In the rows below, how many lines contain the word "white", counting case? Reply with the number only.
══════════
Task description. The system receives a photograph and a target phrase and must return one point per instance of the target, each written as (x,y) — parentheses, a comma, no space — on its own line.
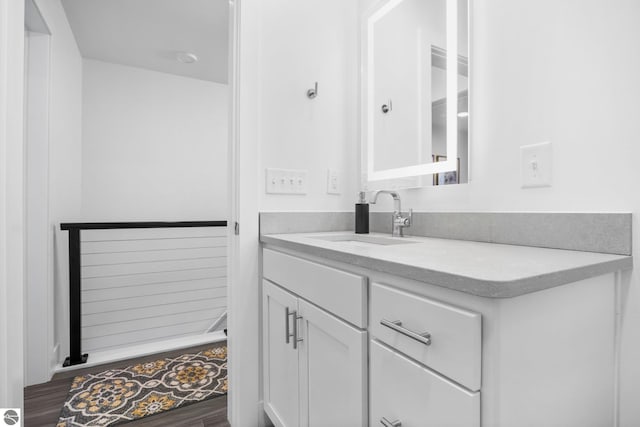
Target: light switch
(286,181)
(535,165)
(333,181)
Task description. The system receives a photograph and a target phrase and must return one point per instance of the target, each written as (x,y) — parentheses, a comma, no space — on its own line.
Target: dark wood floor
(43,402)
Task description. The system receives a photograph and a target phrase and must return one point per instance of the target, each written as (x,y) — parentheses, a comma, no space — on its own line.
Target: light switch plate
(535,165)
(333,181)
(286,181)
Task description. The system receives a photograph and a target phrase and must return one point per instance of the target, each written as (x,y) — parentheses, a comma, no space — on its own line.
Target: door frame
(244,371)
(12,227)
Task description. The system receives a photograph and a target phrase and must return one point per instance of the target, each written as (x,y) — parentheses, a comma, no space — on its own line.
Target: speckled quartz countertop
(484,269)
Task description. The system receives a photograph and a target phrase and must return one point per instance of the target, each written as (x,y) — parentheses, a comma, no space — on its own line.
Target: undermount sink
(363,239)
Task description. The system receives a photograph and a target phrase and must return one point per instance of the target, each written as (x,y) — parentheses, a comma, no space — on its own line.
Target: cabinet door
(280,359)
(407,394)
(333,370)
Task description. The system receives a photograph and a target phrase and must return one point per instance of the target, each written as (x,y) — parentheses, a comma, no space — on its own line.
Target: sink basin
(363,239)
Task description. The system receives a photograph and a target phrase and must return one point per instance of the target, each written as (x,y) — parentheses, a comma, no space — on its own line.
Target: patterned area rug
(121,395)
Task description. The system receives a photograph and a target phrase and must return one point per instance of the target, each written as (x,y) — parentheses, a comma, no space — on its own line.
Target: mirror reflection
(406,93)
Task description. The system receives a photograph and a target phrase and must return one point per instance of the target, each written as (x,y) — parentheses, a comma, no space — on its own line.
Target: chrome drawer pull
(386,423)
(288,313)
(296,340)
(396,325)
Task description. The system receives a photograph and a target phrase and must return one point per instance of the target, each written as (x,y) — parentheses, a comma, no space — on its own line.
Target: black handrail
(75,326)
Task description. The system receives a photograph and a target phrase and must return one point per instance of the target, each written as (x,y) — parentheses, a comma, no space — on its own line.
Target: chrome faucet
(398,221)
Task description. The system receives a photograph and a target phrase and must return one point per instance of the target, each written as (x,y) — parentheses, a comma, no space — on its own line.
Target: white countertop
(483,269)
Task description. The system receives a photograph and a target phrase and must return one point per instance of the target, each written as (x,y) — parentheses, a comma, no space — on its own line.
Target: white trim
(98,358)
(11,203)
(244,372)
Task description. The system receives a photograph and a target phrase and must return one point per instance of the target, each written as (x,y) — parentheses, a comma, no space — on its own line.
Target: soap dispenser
(362,214)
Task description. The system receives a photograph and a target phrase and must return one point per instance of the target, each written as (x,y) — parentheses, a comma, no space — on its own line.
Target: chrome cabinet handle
(296,340)
(288,333)
(396,325)
(386,423)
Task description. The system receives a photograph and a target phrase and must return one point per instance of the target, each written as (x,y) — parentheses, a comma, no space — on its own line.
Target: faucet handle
(406,220)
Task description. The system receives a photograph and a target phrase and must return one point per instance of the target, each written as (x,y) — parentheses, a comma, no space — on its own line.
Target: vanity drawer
(341,293)
(455,348)
(402,390)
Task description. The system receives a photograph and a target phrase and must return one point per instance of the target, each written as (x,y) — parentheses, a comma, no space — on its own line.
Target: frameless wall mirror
(415,94)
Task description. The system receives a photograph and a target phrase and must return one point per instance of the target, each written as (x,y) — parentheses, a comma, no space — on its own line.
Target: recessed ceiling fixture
(187,57)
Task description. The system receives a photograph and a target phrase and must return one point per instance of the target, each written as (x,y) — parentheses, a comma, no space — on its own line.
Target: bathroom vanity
(373,330)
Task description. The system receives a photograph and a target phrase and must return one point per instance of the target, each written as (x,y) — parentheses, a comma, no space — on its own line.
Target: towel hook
(312,93)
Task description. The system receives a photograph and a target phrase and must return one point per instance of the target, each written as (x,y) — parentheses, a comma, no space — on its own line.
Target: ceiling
(151,33)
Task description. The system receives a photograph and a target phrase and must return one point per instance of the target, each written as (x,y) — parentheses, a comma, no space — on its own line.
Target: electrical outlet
(286,181)
(333,181)
(535,163)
══════════
(COMPLETE RESPONSE): 2